__Provided records__:
────

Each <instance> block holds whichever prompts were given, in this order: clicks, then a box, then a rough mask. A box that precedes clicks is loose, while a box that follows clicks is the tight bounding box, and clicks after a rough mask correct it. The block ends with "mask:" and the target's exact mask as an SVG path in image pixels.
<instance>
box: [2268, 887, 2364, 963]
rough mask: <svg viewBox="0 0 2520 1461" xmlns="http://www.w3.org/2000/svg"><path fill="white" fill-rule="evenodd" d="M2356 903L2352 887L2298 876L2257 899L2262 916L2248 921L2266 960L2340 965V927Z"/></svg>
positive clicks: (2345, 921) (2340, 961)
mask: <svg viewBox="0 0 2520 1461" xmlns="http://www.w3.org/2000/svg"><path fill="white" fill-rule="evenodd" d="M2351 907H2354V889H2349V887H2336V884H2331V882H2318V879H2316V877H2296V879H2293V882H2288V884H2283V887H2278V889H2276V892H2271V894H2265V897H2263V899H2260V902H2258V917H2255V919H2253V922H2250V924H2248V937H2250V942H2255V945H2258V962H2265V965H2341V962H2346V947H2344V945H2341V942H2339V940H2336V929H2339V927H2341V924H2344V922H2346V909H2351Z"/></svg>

────

From the listing above, pick out every line containing "instance".

Each <instance> block holds whichever prompts were given, in this order: clicks, then a box, then a rough mask. A box that precedes clicks is loose, while a box that follows clicks is the tight bounding box, and clicks after a rough mask correct it. The block ends with "mask:" and the target's exact mask as an SVG path in image pixels.
<instance>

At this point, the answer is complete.